TASK GOAL
The lines to be set down run from the line containing "the man's ear" through the final line of the data below; print them exactly and print nothing else.

(Coordinate annotation entries)
- - -

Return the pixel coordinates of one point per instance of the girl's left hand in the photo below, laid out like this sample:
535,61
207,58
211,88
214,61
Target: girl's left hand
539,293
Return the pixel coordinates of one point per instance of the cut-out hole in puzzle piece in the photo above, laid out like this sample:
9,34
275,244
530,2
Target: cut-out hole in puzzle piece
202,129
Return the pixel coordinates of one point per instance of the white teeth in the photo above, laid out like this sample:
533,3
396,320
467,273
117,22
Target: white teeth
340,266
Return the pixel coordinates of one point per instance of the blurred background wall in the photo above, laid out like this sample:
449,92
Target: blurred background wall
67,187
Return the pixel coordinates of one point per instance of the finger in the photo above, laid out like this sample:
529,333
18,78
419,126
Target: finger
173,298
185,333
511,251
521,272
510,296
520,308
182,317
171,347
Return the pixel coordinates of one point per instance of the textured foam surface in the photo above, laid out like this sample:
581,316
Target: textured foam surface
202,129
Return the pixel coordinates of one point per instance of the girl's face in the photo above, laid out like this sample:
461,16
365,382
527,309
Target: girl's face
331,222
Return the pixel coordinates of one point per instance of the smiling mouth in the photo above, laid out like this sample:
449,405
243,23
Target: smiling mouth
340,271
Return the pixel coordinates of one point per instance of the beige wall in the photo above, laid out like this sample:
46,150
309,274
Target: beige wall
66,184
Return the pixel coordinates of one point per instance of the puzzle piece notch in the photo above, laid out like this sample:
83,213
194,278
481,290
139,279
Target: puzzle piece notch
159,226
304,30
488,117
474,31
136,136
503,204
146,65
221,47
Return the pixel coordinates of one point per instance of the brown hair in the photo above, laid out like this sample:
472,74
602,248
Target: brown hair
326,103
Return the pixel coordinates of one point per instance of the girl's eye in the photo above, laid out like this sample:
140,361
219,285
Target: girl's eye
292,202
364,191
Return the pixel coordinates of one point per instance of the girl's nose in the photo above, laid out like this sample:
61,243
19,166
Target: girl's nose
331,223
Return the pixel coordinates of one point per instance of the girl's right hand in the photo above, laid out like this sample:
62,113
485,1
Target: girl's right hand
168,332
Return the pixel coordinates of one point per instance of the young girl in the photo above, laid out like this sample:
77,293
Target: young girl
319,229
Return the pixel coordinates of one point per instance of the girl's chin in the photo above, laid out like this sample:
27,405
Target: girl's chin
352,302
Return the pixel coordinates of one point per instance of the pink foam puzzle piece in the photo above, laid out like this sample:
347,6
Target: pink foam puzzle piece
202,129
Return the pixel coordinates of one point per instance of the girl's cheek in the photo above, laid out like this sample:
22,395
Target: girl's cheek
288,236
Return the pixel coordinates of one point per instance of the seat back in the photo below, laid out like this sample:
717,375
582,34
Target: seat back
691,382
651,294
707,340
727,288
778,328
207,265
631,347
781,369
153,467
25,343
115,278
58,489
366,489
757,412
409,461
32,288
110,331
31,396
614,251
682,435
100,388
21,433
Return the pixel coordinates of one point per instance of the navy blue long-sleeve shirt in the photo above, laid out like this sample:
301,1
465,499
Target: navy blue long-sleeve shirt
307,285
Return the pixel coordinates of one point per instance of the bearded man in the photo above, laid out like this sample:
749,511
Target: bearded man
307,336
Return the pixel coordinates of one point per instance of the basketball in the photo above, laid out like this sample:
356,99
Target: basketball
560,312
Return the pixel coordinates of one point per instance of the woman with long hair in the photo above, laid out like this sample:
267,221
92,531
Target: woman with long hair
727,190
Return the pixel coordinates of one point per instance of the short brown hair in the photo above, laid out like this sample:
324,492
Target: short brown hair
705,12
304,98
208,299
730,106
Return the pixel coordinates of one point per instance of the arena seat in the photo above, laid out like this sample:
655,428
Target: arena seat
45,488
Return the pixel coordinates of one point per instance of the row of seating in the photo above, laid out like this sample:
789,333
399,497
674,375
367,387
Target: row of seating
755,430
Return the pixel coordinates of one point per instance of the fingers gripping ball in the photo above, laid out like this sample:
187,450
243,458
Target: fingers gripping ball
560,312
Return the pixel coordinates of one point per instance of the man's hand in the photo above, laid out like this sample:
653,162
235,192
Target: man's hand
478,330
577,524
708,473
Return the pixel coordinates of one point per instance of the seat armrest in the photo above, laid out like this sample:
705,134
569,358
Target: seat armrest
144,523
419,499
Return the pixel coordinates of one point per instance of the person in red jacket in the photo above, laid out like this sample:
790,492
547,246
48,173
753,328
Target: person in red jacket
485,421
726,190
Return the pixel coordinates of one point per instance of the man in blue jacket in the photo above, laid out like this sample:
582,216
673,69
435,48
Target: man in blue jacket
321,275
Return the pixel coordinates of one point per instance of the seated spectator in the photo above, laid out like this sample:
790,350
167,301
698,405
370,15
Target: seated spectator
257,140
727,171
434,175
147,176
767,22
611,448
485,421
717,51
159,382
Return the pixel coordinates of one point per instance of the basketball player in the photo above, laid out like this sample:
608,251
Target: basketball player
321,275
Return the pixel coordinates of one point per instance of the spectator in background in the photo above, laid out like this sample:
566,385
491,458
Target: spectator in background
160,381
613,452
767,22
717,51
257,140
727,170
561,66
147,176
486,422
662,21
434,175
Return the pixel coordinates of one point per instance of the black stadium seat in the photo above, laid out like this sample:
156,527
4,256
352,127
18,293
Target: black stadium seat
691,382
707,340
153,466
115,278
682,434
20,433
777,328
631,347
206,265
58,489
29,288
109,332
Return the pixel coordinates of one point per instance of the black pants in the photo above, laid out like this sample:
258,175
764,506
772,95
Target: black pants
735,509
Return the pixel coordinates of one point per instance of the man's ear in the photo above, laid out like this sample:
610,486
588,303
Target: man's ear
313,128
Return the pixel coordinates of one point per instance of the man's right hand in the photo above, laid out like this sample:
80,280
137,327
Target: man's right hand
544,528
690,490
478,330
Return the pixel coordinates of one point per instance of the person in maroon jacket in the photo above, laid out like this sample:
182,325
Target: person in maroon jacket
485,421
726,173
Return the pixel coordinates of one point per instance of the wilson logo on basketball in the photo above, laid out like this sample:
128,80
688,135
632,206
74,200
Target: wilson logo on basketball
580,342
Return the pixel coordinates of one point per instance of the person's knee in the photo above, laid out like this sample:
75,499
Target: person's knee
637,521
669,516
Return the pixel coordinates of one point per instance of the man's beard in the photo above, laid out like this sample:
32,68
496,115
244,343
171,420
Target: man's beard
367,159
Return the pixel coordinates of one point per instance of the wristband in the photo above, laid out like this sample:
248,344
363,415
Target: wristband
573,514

- - -

OUTPUT OF THE EXERCISE
Return the pixel coordinates of one point per instance of the man's ear in the photo above, laid out like this sample:
610,486
588,303
Target: man's ear
313,128
Return the pixel coordinates of one point per instance of the man's right hand in the photo above, laid out like this sample:
80,280
137,327
Target: man's right hand
544,528
690,490
478,330
Return the pixel coordinates of one point per instance of the person in maroon jacket in the photo above, laid out like this sample:
182,325
Target: person in maroon jacket
485,421
726,173
Return the pixel coordinates of one point per instance of the wilson logo on basketball in the photo above, laid out like this sample:
128,80
688,135
632,206
74,200
Target: wilson logo on basketball
580,342
Return the pixel coordinates of one point per instance of the person's knee in the photo above, laid out like this sample:
75,499
Target: person's knee
637,521
669,516
Return the pixel coordinates of one point per instance of the man's beard in the photo above, laid out like this sample:
32,68
496,115
244,343
171,420
Target: man's beard
367,159
Return the pixel coordinates of one point per instance of the wristband in the photo above, laid out like this sample:
248,344
363,415
Target: wristband
573,514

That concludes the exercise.